• **Required action**
Quote word for word the stretch of the forum post on sharing lab datasets from "On another thread" through "publishable by itself.".
*** Passage to read Section Begins ***
Post Wed Nov 08, 2017 4:08 pm

Data analysis development-wishlists and datasets?

Hi all,

On another thread (viewtopic.php?f=3&t=823), Adeeb made a comment about having some datasets in preparation to help out with the informatics problem of doublet discrimination/exclusion. This was partly in response to El-ad's comments (Wed Oct 25, 2017 3:32 pm) about not having quite the right dataset to do some of this modeling.


It got me thinking a bit about datasets, and what various labs might have "lying around" that would be helpful in things like this. While FlowRepository and Immport (among others) are great, I'm sure about every lab has some data that would be useful to *someone* doing algorithm development, benchmarking, etc, even if it's not necessarily publishable by itself.

For example, the HIMC runs a healthy control sample on almost every plate of samples we process, so we have replication data that we haven't really done a ton with, aside from using it as qualitative QC to make sure that the assay performed properly. But, it could potentially be useful to some data scientist looking at day/week/month/year variation over in-house reagent lots, different instruments (specific instruments vs specific instrument, instrument models, etc), etc.
*** Passage to read Section Ends ***
*** Dataset excerpts Section Begins ***
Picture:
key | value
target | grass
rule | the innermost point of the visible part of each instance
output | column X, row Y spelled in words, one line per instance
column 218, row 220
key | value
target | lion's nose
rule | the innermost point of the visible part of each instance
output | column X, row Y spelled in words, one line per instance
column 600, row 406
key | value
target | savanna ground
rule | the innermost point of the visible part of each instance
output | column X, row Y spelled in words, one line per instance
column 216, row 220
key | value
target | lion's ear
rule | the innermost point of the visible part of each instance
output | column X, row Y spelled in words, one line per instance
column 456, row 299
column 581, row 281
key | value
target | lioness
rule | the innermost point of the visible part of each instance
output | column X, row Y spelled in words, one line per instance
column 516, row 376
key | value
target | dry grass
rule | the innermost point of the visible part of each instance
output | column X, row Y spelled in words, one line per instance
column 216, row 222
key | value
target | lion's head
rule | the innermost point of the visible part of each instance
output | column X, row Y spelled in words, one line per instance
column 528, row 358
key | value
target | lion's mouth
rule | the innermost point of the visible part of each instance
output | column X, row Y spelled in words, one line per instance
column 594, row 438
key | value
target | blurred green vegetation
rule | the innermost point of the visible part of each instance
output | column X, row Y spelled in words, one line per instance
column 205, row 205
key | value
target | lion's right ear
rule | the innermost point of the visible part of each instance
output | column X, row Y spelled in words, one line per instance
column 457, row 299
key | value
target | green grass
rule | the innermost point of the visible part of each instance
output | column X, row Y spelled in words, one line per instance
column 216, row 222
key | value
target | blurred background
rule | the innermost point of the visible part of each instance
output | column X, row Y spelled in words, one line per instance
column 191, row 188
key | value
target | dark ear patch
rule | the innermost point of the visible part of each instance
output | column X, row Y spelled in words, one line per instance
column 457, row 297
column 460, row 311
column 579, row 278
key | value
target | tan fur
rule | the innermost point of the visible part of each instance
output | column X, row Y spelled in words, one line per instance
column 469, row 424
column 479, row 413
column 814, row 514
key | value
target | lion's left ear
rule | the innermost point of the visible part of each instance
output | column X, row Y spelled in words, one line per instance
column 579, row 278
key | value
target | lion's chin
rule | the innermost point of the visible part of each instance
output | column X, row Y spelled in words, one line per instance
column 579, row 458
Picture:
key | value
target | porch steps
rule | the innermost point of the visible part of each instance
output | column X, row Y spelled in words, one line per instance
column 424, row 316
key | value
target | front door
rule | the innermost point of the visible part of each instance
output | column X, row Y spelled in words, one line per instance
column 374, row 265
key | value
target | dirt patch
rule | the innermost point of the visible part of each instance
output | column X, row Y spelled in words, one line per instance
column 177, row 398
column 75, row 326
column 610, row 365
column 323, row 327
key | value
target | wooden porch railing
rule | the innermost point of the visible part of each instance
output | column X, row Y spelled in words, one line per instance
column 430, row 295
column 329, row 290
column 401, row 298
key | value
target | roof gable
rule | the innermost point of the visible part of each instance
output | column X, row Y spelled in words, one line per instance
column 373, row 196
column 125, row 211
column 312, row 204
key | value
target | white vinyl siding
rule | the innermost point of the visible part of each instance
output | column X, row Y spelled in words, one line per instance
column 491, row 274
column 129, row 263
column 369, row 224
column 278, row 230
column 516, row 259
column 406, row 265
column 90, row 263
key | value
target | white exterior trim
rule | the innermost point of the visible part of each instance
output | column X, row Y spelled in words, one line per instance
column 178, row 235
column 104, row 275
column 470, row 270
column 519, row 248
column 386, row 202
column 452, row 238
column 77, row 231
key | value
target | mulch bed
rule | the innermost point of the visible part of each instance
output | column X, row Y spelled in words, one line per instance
*** Dataset excerpts Section Ends ***
• **Result for this task**
On another thread (viewtopic.php?f=3&t=823), Adeeb made a comment about having some datasets in preparation to help out with the informatics problem of doublet discrimination/exclusion. This was partly in response to El-ad's comments (Wed Oct 25, 2017 3:32 pm) about not having quite the right dataset to do some of this modeling.


It got me thinking a bit about datasets, and what various labs might have "lying around" that would be helpful in things like this. While FlowRepository and Immport (among others) are great, I'm sure about every lab has some data that would be useful to *someone* doing algorithm development, benchmarking, etc, even if it's not necessarily publishable by itself.